__Task goal__. Leave every picture out and write out the records below exactly.

__Supplied records__.

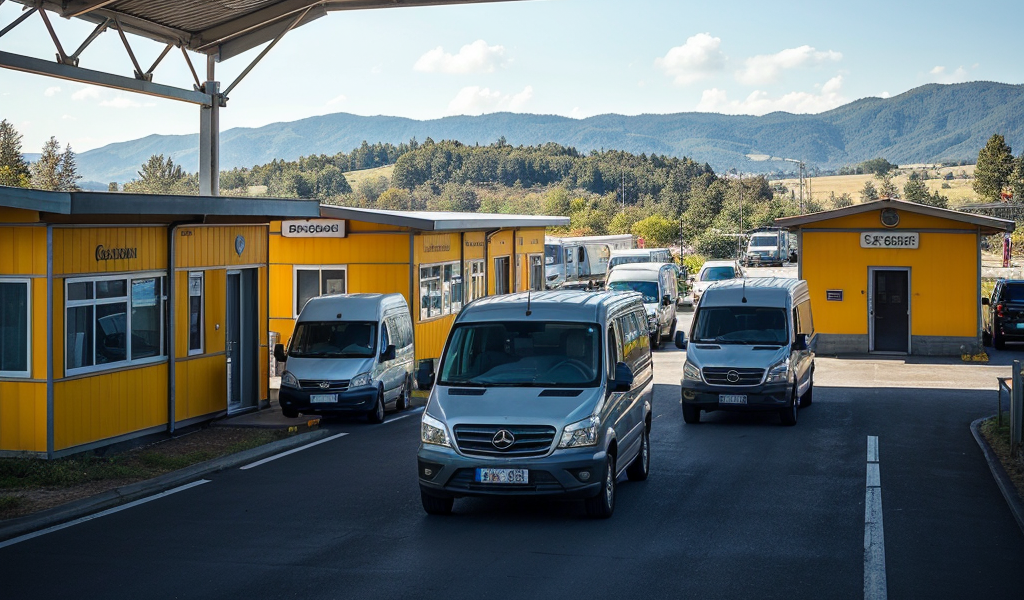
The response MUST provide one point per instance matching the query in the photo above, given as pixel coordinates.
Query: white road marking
(875, 546)
(110, 511)
(292, 452)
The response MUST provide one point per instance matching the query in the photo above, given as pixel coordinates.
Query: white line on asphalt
(875, 546)
(292, 452)
(110, 511)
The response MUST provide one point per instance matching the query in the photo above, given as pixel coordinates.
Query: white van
(658, 285)
(349, 353)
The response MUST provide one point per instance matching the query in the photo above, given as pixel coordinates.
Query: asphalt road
(735, 507)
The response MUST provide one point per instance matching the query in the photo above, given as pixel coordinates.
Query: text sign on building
(313, 228)
(890, 240)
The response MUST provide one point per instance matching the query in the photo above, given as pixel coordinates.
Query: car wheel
(377, 414)
(691, 415)
(602, 505)
(640, 467)
(435, 505)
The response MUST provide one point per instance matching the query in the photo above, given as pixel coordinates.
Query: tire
(602, 505)
(376, 415)
(640, 467)
(435, 505)
(691, 415)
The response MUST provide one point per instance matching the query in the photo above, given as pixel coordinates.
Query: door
(890, 310)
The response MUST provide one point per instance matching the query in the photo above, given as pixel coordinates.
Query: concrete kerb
(132, 491)
(1001, 479)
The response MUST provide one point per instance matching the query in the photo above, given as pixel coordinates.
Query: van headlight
(580, 433)
(690, 372)
(360, 380)
(778, 374)
(433, 431)
(289, 380)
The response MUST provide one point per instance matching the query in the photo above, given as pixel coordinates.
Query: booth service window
(311, 282)
(440, 290)
(114, 322)
(14, 328)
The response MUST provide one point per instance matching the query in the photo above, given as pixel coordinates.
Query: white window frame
(128, 279)
(28, 318)
(320, 268)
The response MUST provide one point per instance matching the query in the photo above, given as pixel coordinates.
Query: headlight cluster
(580, 433)
(433, 431)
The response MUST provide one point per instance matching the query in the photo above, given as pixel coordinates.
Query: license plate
(502, 476)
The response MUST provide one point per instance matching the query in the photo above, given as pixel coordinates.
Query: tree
(13, 170)
(995, 163)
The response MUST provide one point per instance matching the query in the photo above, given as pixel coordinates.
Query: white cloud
(475, 57)
(768, 68)
(759, 102)
(477, 100)
(699, 57)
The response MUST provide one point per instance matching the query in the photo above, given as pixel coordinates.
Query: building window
(311, 282)
(14, 319)
(114, 322)
(196, 313)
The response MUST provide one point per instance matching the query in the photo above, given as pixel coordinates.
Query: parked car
(751, 348)
(349, 353)
(1003, 314)
(656, 282)
(715, 270)
(541, 394)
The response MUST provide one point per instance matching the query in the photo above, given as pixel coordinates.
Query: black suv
(1003, 318)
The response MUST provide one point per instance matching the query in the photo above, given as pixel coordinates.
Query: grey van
(349, 353)
(540, 394)
(751, 348)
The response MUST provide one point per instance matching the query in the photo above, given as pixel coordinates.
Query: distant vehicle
(349, 353)
(1003, 315)
(574, 259)
(715, 270)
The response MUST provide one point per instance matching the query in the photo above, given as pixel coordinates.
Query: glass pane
(333, 282)
(14, 327)
(78, 346)
(307, 286)
(145, 319)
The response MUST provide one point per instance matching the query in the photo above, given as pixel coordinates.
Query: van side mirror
(624, 378)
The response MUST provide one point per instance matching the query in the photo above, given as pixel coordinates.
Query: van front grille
(727, 376)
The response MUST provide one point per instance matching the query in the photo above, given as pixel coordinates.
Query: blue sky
(570, 57)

__Written answer__.
The response MUST provide one point per instance matching the query in the photo above, given as pixel coordinates.
Query: white road marking
(875, 546)
(110, 511)
(292, 452)
The response MUST provide one point per instance matching the query in the photo above, given as pixel coordinates.
Query: white line on asphalt
(875, 546)
(292, 452)
(110, 511)
The response MUST provide one point per instance matching the query in the photo above, given as pixel coordinates.
Query: white van
(658, 285)
(349, 353)
The response MUST provide one point per instance matching the query in the photo above, given as pixel coordinates.
Query: asphalt road
(735, 507)
The response MUST provide one point per instance matching the query in the photo above, given as pixel coordinates.
Query: text sign on building
(313, 228)
(890, 240)
The response MUST provide one point per instance matching the query in the photo above, given as pixel coordinates.
Query: car wheel
(377, 414)
(691, 415)
(602, 505)
(640, 467)
(435, 505)
The response MUST provide one point per instance matching the query in the photo above, given as pixel coordinates.
Query: tire
(602, 505)
(376, 415)
(640, 467)
(435, 505)
(691, 415)
The response MUST provide one point per instance matching the query in the photo above, given as pixel coordinates.
Query: door
(890, 310)
The response MUST provide one point per instance matching the query in the photo above, given as pixel coordinates.
Query: concrete kerb
(132, 491)
(1001, 479)
The response MUST provide one point per instance matching the query in the photo above, given as pixel coordinates.
Query: van headlight
(580, 433)
(690, 372)
(360, 380)
(778, 374)
(433, 431)
(289, 380)
The response MUST provide one point per instance matching the query in the photo above, given as pixel coordinates.
Query: booth service window
(311, 282)
(440, 290)
(114, 322)
(14, 328)
The response MUST provide one point per instance matching the query in the photo above, given as pixel coordinates.
Query: white window frame
(128, 279)
(28, 318)
(320, 268)
The response MUST provide one point per instance matching the query in the photo above, given as pixel coordinates.
Query: headlight cluster
(580, 433)
(433, 431)
The response MUST provide one point per instance matching the query in the photo above, given as pixel coordinates.
Query: license plate
(502, 476)
The response MUST provide one point per instance matching the query in the photo above, given as pixel coordinates.
Query: tree
(13, 170)
(995, 163)
The response MUST provide one point per instance matching the query in the photo above, given as pixel coordinates.
Query: white cloud
(475, 57)
(768, 68)
(759, 102)
(477, 100)
(699, 57)
The response MUST provide one point per instance matching the query in the photo above, given as pixel coordinates.
Query: building window
(311, 282)
(14, 319)
(114, 322)
(196, 313)
The response MUST provide one point per instance matching the query in the photo above, given as pixel coordinates.
Query: parked car
(751, 348)
(349, 353)
(1003, 314)
(656, 282)
(715, 270)
(541, 394)
The response MUST provide one point per instance matching the query in the photo above, given as pixel coordinates.
Query: black suv
(1003, 318)
The response MUST provide one point per instance matching the query in the photo above, given as pixel coordinates.
Query: grey van
(349, 353)
(540, 394)
(751, 348)
The response MUST provide one point per instance matching the query in the photo above, given as pixel coordinates.
Query: distant vehicle
(349, 353)
(1003, 315)
(574, 259)
(715, 270)
The response MUST provide one point per instance matching the query in the photo above, given as pixel coordinates.
Query: glass pane
(333, 282)
(14, 327)
(78, 346)
(307, 286)
(145, 319)
The response MUST provide one point per instance matching the query in the photo above, given as pixel coordinates.
Query: van side mirror
(624, 378)
The response MUST provide one point per instance matching the query in the photo above, given as pixel coordinates.
Query: van front grille
(727, 376)
The response MUST provide one point per instance matching the query in the photo above, given as pixel coordinates.
Query: blue sky
(570, 57)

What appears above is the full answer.